### DATA ROWS:

========================

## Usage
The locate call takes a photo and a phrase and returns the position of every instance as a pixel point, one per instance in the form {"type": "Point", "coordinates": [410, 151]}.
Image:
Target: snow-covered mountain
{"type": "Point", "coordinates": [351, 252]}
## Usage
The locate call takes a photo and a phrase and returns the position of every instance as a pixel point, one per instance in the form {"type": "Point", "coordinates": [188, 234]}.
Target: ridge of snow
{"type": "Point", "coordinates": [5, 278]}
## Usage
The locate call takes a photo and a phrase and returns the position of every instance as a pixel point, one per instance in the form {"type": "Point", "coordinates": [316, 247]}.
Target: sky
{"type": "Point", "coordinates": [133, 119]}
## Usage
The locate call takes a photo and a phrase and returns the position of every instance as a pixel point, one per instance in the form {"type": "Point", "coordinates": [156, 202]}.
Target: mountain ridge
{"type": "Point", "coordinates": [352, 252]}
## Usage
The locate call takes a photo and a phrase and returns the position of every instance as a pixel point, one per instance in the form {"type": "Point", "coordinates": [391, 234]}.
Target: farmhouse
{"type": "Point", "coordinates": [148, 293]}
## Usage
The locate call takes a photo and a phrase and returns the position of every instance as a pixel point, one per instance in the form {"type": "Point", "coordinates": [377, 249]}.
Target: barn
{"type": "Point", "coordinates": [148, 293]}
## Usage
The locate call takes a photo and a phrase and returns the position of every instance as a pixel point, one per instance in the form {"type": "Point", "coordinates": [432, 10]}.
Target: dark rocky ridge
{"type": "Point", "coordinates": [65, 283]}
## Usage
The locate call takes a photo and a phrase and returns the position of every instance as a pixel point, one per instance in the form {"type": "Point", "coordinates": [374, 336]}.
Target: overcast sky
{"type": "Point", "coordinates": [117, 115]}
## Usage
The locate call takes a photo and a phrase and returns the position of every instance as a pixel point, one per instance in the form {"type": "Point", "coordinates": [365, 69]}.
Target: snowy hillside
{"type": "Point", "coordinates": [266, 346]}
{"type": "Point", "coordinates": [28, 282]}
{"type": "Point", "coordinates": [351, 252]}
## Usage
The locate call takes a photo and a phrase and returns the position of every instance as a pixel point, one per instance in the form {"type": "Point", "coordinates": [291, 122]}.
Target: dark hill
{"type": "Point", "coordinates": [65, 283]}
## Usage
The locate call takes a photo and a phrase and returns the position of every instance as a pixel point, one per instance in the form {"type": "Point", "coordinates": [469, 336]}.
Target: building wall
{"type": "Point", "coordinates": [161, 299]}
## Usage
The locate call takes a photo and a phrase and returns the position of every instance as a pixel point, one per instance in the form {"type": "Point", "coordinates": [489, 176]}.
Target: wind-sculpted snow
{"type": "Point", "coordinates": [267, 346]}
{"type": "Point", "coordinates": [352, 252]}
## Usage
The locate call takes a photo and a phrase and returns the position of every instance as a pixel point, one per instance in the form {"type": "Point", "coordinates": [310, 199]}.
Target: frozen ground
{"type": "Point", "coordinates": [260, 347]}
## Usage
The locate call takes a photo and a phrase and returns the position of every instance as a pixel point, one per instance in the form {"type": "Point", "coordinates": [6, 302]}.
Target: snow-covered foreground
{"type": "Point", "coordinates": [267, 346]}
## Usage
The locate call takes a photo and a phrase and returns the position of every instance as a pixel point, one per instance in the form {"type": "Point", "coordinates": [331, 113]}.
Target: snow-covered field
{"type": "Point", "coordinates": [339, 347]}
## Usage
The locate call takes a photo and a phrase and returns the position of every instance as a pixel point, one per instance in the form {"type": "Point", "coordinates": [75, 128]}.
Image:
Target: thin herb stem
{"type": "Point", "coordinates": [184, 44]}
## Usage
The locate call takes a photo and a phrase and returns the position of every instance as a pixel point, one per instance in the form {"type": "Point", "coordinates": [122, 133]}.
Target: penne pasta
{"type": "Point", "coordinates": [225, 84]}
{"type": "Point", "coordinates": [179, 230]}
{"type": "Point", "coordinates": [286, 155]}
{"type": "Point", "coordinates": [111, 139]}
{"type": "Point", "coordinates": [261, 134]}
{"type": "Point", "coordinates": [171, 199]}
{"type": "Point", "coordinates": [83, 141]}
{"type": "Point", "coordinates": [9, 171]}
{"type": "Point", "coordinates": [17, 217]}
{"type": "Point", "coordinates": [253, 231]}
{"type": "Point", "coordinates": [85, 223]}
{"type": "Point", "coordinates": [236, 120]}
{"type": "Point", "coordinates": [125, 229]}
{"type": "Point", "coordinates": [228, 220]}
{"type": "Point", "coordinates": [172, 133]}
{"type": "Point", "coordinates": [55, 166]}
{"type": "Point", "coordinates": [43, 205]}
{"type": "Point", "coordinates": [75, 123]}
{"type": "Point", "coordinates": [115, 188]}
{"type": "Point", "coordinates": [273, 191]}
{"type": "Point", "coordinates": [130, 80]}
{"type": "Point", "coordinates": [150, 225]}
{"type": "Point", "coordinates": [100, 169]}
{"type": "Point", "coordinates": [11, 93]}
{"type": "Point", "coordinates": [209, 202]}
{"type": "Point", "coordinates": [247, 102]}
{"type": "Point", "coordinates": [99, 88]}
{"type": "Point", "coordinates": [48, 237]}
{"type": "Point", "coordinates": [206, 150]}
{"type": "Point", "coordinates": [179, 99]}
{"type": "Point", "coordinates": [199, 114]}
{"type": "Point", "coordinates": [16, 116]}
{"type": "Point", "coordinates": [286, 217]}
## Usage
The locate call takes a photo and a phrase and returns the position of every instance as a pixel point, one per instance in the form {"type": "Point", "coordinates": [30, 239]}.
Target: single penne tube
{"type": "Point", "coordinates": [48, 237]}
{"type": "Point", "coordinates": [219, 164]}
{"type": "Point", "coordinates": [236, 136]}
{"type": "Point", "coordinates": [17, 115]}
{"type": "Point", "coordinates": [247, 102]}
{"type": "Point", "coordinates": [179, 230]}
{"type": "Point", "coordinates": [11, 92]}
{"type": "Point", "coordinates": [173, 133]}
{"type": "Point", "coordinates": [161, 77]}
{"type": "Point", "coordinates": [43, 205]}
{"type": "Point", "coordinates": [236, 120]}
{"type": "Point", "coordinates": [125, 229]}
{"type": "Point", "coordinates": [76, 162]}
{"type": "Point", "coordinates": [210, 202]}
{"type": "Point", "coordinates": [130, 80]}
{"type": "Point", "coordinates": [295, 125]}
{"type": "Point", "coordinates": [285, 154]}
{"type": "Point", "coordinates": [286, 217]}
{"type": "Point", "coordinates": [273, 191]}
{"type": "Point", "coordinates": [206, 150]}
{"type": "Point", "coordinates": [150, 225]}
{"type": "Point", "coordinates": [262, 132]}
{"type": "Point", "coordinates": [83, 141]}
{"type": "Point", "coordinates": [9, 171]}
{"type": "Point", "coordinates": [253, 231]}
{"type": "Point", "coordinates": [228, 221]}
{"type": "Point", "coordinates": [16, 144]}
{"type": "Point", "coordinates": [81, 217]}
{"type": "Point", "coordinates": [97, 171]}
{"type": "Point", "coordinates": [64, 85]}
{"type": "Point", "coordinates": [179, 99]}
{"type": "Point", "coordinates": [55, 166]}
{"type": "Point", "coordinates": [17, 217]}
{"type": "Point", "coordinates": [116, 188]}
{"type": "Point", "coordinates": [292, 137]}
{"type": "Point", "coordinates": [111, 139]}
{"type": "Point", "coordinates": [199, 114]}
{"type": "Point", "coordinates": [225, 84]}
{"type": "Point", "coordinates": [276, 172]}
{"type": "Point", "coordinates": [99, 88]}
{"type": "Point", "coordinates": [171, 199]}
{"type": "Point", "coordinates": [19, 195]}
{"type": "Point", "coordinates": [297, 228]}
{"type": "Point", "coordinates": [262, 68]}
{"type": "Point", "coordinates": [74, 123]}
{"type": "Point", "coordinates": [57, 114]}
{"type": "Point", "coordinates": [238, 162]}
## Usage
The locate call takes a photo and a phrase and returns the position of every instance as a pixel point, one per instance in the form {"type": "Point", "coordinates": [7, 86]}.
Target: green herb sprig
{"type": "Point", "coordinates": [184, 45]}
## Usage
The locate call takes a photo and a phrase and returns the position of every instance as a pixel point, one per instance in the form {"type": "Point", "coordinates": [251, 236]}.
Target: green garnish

========================

### WHAT YOU WILL DO:
Gather every line of the listing above that contains the word "mountain", and copy each one in full. Case counts.

### RESPONSE:
Target: snow-covered mountain
Target: mountain ridge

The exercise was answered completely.